Re: Financial topics

Post by Higgenbotham »

It seems to me that a higher potential for a panic selloff in the stock market exists at present than has existed at any time this year. Almost every bearish advisor or blogger that I read is looking for "one more wave up", or a "Santa Claus rally", etc., then the long awaited move down. I don't see anyone pounding the table for the bearish case this week. Does anyone else have a link to someone who thinks a large move down is imminent? Yet, things have never looked more out of whack. Meanwhile, there seem to be a growing number of potential triggers out there. Granted, I was saying the same type of thing 4 months ago. I'm still short, by the way. Maybe I need to give up before the market will go down. My loss is up to 9% but I don't feel uncomfortable with that at this point given what I see.
While the periphery breaks down rather slowly at first, the capital cities of the hegemon should collapse suddenly and violently.
wvbill
Posts: 65
Joined: Sun Oct 05, 2008 9:46 pm

Re: Financial topics

Post by wvbill »

▸ Task instructions
Can you transcribe the forum excerpt above word for word, from start to finish?

▸ Data listing
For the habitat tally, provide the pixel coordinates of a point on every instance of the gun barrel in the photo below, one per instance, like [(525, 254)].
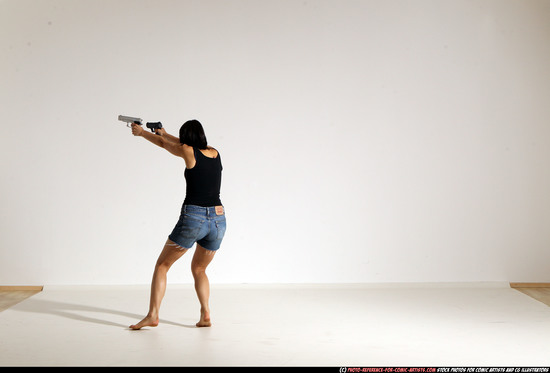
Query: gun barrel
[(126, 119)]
--
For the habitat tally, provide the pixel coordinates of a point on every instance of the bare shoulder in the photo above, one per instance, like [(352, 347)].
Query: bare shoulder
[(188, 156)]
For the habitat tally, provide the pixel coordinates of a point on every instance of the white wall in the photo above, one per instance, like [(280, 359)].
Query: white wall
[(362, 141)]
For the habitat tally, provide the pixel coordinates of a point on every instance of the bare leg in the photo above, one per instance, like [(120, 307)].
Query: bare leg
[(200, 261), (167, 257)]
==
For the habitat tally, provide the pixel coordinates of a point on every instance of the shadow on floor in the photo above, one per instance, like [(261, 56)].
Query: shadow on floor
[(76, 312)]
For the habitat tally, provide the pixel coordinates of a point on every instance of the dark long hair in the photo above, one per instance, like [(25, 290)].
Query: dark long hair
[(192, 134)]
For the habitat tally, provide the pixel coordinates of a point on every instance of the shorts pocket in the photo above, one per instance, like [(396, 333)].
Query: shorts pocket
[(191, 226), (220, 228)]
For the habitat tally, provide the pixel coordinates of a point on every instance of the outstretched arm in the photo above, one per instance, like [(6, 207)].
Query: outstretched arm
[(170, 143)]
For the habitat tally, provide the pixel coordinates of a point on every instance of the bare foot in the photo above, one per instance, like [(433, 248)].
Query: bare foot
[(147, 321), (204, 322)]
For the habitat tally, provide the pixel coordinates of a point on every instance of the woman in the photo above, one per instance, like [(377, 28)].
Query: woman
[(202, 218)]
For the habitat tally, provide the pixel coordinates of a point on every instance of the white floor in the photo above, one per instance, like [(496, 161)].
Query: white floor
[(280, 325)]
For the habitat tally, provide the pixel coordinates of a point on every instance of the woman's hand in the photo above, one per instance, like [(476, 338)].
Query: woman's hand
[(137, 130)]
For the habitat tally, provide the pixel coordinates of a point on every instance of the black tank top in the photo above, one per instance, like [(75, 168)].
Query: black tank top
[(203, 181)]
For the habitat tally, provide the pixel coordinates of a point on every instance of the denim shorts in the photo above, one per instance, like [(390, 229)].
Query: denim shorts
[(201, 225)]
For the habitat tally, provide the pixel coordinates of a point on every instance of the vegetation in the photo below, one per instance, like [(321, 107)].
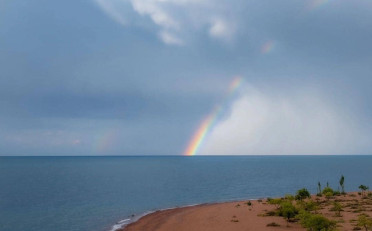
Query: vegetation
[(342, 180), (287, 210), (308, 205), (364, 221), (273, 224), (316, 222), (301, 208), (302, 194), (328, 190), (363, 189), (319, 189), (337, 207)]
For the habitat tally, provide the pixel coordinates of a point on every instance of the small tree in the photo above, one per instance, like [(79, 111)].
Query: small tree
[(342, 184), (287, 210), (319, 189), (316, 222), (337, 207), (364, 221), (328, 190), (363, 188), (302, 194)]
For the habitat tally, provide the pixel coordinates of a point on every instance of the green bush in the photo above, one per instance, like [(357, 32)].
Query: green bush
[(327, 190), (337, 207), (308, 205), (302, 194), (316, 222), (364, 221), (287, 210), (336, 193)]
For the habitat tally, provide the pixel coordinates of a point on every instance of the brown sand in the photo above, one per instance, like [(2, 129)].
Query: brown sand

▸ Response area
Re: Financial topics

Post by Higgenbotham »

It seems to me that a higher potential for a panic selloff in the stock market exists at present than has existed at any time this year. Almost every bearish advisor or blogger that I read is looking for "one more wave up", or a "Santa Claus rally", etc., then the long awaited move down. I don't see anyone pounding the table for the bearish case this week. Does anyone else have a link to someone who thinks a large move down is imminent? Yet, things have never looked more out of whack. Meanwhile, there seem to be a growing number of potential triggers out there. Granted, I was saying the same type of thing 4 months ago. I'm still short, by the way. Maybe I need to give up before the market will go down. My loss is up to 9% but I don't feel uncomfortable with that at this point given what I see.
While the periphery breaks down rather slowly at first, the capital cities of the hegemon should collapse suddenly and violently.
wvbill
Posts: 65
Joined: Sun Oct 05, 2008 9:46 pm

Re: Financial topics

Post by wvbill »